I guess my point is Yes factor Harman's sale into your overall stove decsion....but don't avoid the brand like the plague.  If you feel that stove will meet your needs...your aware of the sale go for it.  If a Quad, Englander or (insert name) of stove will work better then by all means that's the stove for you.  These are wood/pellet stoves....not the space shuttle.


----------



## moralleper (Oct 31, 2007)

The maintenance on my quad involves the following;

most Friday evenings I will let the stove cool down, then I start the exhast fan up to catch the fly ash. I wipe the glass down with a little water and vinegar. I open up the ash trap doors in the burn box and use a small paint brush so sweep all of the ash down the trap doors. close the ash trap doors and start it back up. it takes about 10 minutes tops, also about once a month I will remove the baffle and clean the heat exchanger tubes, this adds maybe 2 minutes to the 10 minutes to do the rest. I really do not get any clinkers that I need to clean out of the firepot because they usually fall down with the cleaning rod when pulled.

As for running an operating, I will add pellets once a day and then I forget about it. I have my quad hooked up to a digital thermostat, thanks BeGreen, that has 4 time settings a day so I have is a little warmer when I wake up, a little cooler during the day, and 64 at night when we are sleeping.


TK


----------



## elkimmeg (Oct 31, 2007)

ynotywood Energy Saver in Holiston are decent people to deal with Don't want to comment on my experiences with the Norwood store

 the the owner of the Franklin store also owns the Canton store and one in Natick. I do not also want to comment on the store in Wayland


----------



## Jimbob (Oct 31, 2007)

Also check out KOZI's Baywin pellet insert, very nice....
http://www.kozistoves.com/


----------



## jtp10181 (Oct 31, 2007)

===

### TASK SET
1 - In the pellet stove thread, how often does moralleper remove the baffle to clean the heat exchanger tubes?
2 - How would you put this sentence from the pellet stove thread into Spanish: "I wipe the glass down with a little water and vinegar."
3 - Carry on the pellet stove thread from where it stops.
The lines that come after this have no connection to the pellet stove thread.

### ENTRIES SUPPLIED
===

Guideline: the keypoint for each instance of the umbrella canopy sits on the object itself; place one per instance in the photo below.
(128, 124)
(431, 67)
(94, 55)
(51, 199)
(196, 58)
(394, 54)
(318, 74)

===

### OUTPUTS
1 - About once a month.

2 - Limpio el vidrio con un poco de agua y vinagre.

3 -
Just FYI, from what I have heard so far there are no plans to end the Harman Stove Company. We are excited to start carrying the Harman line for the next season (hopefully). Although as Craig said it is up in the air, plans can change.

One of HNI's "values" is being a good corporate citizen so I don't think shutting down the plant and kicking everyone out the door would fit into that very well.


----------



## Mrs-GVA (Oct 31, 2007)

I've posted this before, and I'll say it again.  Wood is messy, scratches your arms, more difficult to regulate the temperature, has bugs and snakes in it and more concern with chimney fires.  I do speak from experience, I lived in a "wood only" environment for 21 years.  When GVA "suggested" a pellet stove, I freaked out, wanted to just turn up the thermastat.  However, due to the cost of heating our house with natural gas 2001 - 2003, I gave in and we went with the Harman.  I can turn it on and it starts, I don't have to worry about lugging wood, kindling, and panicking because I cannot start a fire.  If it gets too hot, I turn the thermastat down.  We burn about 4 ton a year, it is easy, cleaner, and my house has been warm.   ;-)


----------



## webbie (Nov 1, 2007)

jtp10181 said:
			
		

> Just FYI, from what I have heard so far there are no plans to end the Harman Stove Company. We are excited to start carrying the Harman line for the next season (hopefully). Although as Craig said it is up in the air, plans can change.
> 
> One of HNI's "values" is being a good corporate citizen so I don't think shutting down the plant and kicking everyone out the door would fit into that very well.



Up in the air is a kind word for it. I have heard everything from "sale may not close because there are no assets (at Harman)" to "Existing Harman dealers will be toast (in some cases)" - that's a big wide bunch of possibilities.

As far as what HHT does, this was LAST WEEK:
"HNI Corporation (NYSE:HNI) announced today that it will close its Richmond, Virginia manufacturing plant during the first half of 2008 and consolidate production into its Cedartown, Georgia and Muscatine, Iowa facilities. These initiatives are being undertaken in order to reduce structural cost and streamline customer fulfillment at The HON Company"

The entire reason that companies like this buy other outfits is to "streamline" operations. We could call that by other names....like Chain Saw Al, Downsizing, Streamlining, etc.

But until this is done, it is not done. I don't want to harp on it too much, but at the same time I think buyers need to know what is (or what is not) going on.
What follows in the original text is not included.